● WRITTEN INSTRUCTION
Can you format every line of the listing below as a Markdown table with the columns "Row" and "Entry", numbering the rows and leaving out blank lines?

● DATA SUPPLIED
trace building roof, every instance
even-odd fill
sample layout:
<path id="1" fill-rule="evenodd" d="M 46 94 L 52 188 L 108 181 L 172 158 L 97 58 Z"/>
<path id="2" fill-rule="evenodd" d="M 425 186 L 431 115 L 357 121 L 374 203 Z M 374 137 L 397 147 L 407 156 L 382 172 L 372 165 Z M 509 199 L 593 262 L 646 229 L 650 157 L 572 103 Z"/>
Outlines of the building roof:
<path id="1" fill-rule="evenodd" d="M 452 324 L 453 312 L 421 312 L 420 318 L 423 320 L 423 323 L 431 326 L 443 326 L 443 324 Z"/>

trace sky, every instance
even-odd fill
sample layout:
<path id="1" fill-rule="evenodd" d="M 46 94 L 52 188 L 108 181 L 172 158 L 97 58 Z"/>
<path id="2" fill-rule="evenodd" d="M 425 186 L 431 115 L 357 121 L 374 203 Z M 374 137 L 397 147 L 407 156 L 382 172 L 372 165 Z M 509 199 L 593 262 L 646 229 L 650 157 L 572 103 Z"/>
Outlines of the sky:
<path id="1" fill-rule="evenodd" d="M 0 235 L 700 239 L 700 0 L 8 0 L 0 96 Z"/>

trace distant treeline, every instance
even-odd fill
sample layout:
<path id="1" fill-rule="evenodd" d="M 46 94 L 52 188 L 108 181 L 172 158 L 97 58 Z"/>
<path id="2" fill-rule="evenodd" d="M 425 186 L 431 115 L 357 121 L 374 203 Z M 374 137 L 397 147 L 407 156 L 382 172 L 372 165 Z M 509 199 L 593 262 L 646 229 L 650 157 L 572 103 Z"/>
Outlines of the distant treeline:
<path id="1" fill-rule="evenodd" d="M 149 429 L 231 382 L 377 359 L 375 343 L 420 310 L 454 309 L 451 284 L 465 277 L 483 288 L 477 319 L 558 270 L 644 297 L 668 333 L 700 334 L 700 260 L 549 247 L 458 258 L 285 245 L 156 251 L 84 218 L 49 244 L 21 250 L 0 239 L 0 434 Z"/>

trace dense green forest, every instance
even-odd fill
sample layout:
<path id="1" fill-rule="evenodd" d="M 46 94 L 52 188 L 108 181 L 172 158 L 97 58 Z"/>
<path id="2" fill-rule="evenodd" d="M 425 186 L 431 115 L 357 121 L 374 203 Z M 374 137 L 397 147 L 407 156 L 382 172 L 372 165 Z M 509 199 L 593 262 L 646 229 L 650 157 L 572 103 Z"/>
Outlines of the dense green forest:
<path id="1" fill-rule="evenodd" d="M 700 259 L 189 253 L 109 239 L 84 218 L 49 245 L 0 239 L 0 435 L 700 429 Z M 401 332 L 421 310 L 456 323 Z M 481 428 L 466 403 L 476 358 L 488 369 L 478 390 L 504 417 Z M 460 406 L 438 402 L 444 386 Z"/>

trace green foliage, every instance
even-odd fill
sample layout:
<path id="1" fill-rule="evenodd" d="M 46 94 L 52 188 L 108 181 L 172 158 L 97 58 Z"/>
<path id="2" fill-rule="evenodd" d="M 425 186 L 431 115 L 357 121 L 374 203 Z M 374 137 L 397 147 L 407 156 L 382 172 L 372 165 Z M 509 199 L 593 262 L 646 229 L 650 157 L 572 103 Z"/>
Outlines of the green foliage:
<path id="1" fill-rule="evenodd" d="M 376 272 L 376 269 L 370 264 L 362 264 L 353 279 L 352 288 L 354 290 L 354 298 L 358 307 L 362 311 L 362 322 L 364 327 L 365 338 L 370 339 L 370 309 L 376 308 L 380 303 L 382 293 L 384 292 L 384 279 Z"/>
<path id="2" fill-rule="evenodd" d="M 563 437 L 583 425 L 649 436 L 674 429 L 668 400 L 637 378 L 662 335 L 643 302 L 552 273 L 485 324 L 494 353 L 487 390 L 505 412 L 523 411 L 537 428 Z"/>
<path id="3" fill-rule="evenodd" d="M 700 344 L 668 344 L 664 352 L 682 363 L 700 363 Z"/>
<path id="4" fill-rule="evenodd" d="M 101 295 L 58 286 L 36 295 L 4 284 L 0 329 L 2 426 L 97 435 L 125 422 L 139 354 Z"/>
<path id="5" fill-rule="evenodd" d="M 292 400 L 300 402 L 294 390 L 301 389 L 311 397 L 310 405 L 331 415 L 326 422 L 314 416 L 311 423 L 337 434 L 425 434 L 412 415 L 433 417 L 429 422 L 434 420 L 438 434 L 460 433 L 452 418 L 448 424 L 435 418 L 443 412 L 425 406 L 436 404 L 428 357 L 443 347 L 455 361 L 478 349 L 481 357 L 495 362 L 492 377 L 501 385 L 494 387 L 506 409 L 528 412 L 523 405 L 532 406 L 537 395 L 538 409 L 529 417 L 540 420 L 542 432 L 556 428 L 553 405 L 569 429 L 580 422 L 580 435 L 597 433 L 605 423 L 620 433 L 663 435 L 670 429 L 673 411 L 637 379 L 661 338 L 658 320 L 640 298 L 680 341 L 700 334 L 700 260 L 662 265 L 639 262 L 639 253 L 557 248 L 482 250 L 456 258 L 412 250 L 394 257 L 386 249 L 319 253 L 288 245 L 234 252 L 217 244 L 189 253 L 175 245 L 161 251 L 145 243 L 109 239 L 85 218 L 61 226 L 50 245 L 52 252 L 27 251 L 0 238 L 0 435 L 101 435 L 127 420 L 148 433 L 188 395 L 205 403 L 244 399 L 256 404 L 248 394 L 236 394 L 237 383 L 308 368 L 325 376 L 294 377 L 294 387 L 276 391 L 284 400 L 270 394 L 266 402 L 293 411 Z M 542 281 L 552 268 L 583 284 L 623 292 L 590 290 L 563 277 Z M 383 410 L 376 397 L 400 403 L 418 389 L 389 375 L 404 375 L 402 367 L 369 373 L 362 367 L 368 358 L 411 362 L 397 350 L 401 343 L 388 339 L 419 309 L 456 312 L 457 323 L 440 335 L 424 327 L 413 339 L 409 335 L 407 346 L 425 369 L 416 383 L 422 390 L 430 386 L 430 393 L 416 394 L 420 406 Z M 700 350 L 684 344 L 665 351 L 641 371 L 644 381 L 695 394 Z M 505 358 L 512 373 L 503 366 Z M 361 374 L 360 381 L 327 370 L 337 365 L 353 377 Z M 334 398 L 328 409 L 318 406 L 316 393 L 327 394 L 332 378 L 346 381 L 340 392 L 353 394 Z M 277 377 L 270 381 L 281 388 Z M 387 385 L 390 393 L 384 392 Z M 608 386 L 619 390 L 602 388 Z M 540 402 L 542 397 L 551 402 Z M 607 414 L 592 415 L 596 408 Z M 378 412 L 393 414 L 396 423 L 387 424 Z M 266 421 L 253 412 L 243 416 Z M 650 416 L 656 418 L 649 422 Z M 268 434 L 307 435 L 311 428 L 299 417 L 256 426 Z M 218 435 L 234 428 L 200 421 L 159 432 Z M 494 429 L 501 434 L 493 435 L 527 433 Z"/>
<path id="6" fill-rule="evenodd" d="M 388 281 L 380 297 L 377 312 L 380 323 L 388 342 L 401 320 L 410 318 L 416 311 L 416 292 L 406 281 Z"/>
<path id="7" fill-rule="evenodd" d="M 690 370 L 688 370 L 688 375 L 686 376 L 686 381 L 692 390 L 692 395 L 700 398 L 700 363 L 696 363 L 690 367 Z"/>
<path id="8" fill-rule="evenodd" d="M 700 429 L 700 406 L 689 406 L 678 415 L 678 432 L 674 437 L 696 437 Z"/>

● REPLY
| Row | Entry |
|---|---|
| 1 | trace building roof, every instance |
| 2 | even-odd fill |
| 3 | sample layout: |
| 4 | <path id="1" fill-rule="evenodd" d="M 46 94 L 52 188 L 108 181 L 172 158 L 97 58 Z"/> |
| 5 | <path id="2" fill-rule="evenodd" d="M 425 186 L 431 115 L 357 121 L 374 203 Z M 374 137 L 397 147 L 407 156 L 382 172 L 372 165 Z M 509 199 L 593 262 L 646 229 L 650 157 L 572 103 Z"/> |
| 6 | Outlines of the building roof: |
| 7 | <path id="1" fill-rule="evenodd" d="M 452 324 L 453 312 L 421 312 L 420 318 L 423 320 L 423 323 L 431 326 L 443 326 L 443 324 Z"/> |
| 8 | trace sky, every instance |
| 9 | even-odd fill |
| 10 | sample layout: |
| 11 | <path id="1" fill-rule="evenodd" d="M 46 94 L 52 188 L 108 181 L 172 158 L 97 58 Z"/> |
| 12 | <path id="2" fill-rule="evenodd" d="M 425 186 L 431 115 L 357 121 L 374 203 Z M 374 137 L 397 147 L 407 156 L 382 172 L 372 165 Z M 509 199 L 593 262 L 646 229 L 650 157 L 572 103 Z"/> |
| 13 | Outlines of the sky: |
| 14 | <path id="1" fill-rule="evenodd" d="M 0 235 L 700 239 L 700 0 L 8 0 L 0 96 Z"/> |
| 15 | trace distant treeline, every instance |
| 16 | even-odd fill |
| 17 | sample layout: |
| 18 | <path id="1" fill-rule="evenodd" d="M 46 94 L 52 188 L 108 181 L 172 158 L 97 58 Z"/> |
| 19 | <path id="2" fill-rule="evenodd" d="M 425 186 L 431 115 L 357 121 L 374 203 Z M 374 137 L 397 147 L 407 156 L 382 172 L 372 165 Z M 509 199 L 593 262 L 646 229 L 650 157 L 572 103 Z"/> |
| 20 | Outlines of the distant treeline: |
| 21 | <path id="1" fill-rule="evenodd" d="M 149 429 L 231 382 L 377 359 L 375 343 L 420 310 L 454 309 L 451 284 L 465 277 L 483 288 L 477 319 L 558 270 L 644 297 L 668 333 L 700 334 L 700 260 L 549 247 L 458 258 L 285 245 L 156 251 L 84 218 L 49 244 L 21 250 L 0 239 L 0 434 Z"/> |
| 22 | trace dense green forest, every instance |
| 23 | even-odd fill |
| 24 | sample layout: |
| 25 | <path id="1" fill-rule="evenodd" d="M 46 94 L 52 188 L 108 181 L 172 158 L 97 58 Z"/> |
| 26 | <path id="2" fill-rule="evenodd" d="M 425 186 L 431 115 L 357 121 L 374 203 Z M 374 137 L 397 147 L 407 156 L 382 172 L 372 165 Z M 509 199 L 593 262 L 646 229 L 650 157 L 572 103 Z"/> |
| 27 | Outlines of the dense green forest: |
| 28 | <path id="1" fill-rule="evenodd" d="M 700 259 L 189 253 L 109 239 L 84 218 L 49 245 L 0 239 L 0 435 L 700 429 Z M 401 332 L 421 310 L 456 323 Z M 481 428 L 466 403 L 476 358 L 488 369 L 478 390 L 504 417 Z M 460 406 L 438 402 L 444 386 Z"/> |
| 29 | trace green foliage, every instance |
| 30 | even-odd fill |
| 31 | sample layout: |
| 32 | <path id="1" fill-rule="evenodd" d="M 46 94 L 52 188 L 108 181 L 172 158 L 97 58 Z"/> |
| 33 | <path id="2" fill-rule="evenodd" d="M 425 186 L 431 115 L 357 121 L 374 203 Z M 374 137 L 397 147 L 407 156 L 382 172 L 372 165 Z M 509 199 L 593 262 L 646 229 L 650 157 L 572 103 Z"/> |
| 34 | Outlines of the green foliage: |
| 35 | <path id="1" fill-rule="evenodd" d="M 376 272 L 376 269 L 370 264 L 362 264 L 353 279 L 352 288 L 354 290 L 354 298 L 358 307 L 362 311 L 362 322 L 364 327 L 365 338 L 370 339 L 370 309 L 376 308 L 380 303 L 382 293 L 384 292 L 384 279 Z"/> |
| 36 | <path id="2" fill-rule="evenodd" d="M 563 437 L 583 425 L 649 436 L 674 429 L 668 400 L 637 378 L 662 335 L 643 302 L 552 273 L 485 324 L 494 353 L 487 390 L 505 412 L 523 411 L 537 428 Z"/> |
| 37 | <path id="3" fill-rule="evenodd" d="M 700 344 L 668 344 L 664 352 L 682 363 L 700 363 Z"/> |
| 38 | <path id="4" fill-rule="evenodd" d="M 101 295 L 58 286 L 36 295 L 4 284 L 0 329 L 2 426 L 97 435 L 125 422 L 139 354 Z"/> |
| 39 | <path id="5" fill-rule="evenodd" d="M 292 400 L 300 402 L 294 390 L 301 389 L 311 397 L 310 405 L 331 415 L 326 422 L 314 416 L 311 423 L 337 434 L 425 434 L 412 415 L 433 417 L 429 422 L 434 420 L 438 434 L 460 433 L 452 418 L 448 424 L 435 418 L 443 412 L 425 406 L 436 404 L 428 357 L 443 347 L 455 361 L 478 349 L 481 357 L 495 362 L 492 377 L 501 385 L 494 387 L 506 409 L 528 412 L 523 405 L 532 406 L 537 395 L 538 409 L 529 417 L 540 420 L 542 432 L 556 428 L 553 405 L 569 429 L 580 422 L 580 435 L 597 433 L 605 423 L 620 433 L 663 435 L 670 429 L 673 411 L 637 379 L 661 338 L 658 320 L 640 298 L 680 341 L 700 334 L 700 260 L 662 265 L 639 262 L 639 253 L 557 248 L 482 250 L 456 258 L 412 250 L 394 257 L 386 249 L 319 253 L 288 245 L 234 252 L 217 244 L 189 253 L 175 245 L 161 251 L 145 243 L 109 239 L 85 218 L 61 226 L 50 245 L 52 252 L 27 251 L 0 238 L 0 435 L 101 435 L 127 420 L 148 433 L 188 395 L 205 403 L 244 399 L 256 404 L 248 394 L 236 394 L 237 383 L 308 368 L 325 376 L 294 377 L 294 387 L 276 391 L 284 400 L 270 394 L 266 402 L 293 411 Z M 542 281 L 552 268 L 583 284 L 623 292 L 590 290 L 563 277 Z M 383 410 L 376 397 L 400 403 L 418 389 L 389 375 L 404 375 L 402 367 L 369 373 L 362 367 L 368 358 L 411 362 L 397 350 L 401 343 L 388 339 L 419 309 L 456 312 L 457 323 L 440 335 L 424 327 L 413 339 L 409 335 L 407 346 L 425 369 L 416 383 L 422 390 L 430 386 L 430 393 L 416 394 L 420 406 Z M 700 350 L 684 344 L 665 351 L 641 371 L 644 381 L 695 394 Z M 505 358 L 512 373 L 503 366 Z M 361 374 L 360 381 L 327 370 L 337 365 L 353 377 Z M 334 398 L 328 409 L 318 406 L 316 393 L 327 394 L 332 378 L 346 381 L 340 392 L 353 394 Z M 277 377 L 270 381 L 281 388 Z M 387 385 L 390 393 L 384 392 Z M 608 386 L 619 390 L 602 388 Z M 540 402 L 542 397 L 551 402 Z M 607 414 L 592 415 L 596 408 Z M 378 412 L 393 414 L 396 423 L 387 424 Z M 266 421 L 253 412 L 243 416 Z M 650 416 L 656 418 L 649 422 Z M 268 434 L 307 435 L 311 428 L 299 417 L 256 426 Z M 218 435 L 234 428 L 200 421 L 159 432 Z M 494 429 L 501 434 L 493 435 L 527 433 Z"/> |
| 40 | <path id="6" fill-rule="evenodd" d="M 388 281 L 380 297 L 377 312 L 380 323 L 388 342 L 401 320 L 410 318 L 416 311 L 416 292 L 406 281 Z"/> |
| 41 | <path id="7" fill-rule="evenodd" d="M 690 370 L 688 370 L 688 375 L 686 376 L 686 381 L 692 390 L 692 395 L 700 398 L 700 363 L 696 363 L 690 367 Z"/> |
| 42 | <path id="8" fill-rule="evenodd" d="M 700 429 L 700 406 L 689 406 L 678 415 L 678 432 L 674 437 L 696 437 Z"/> |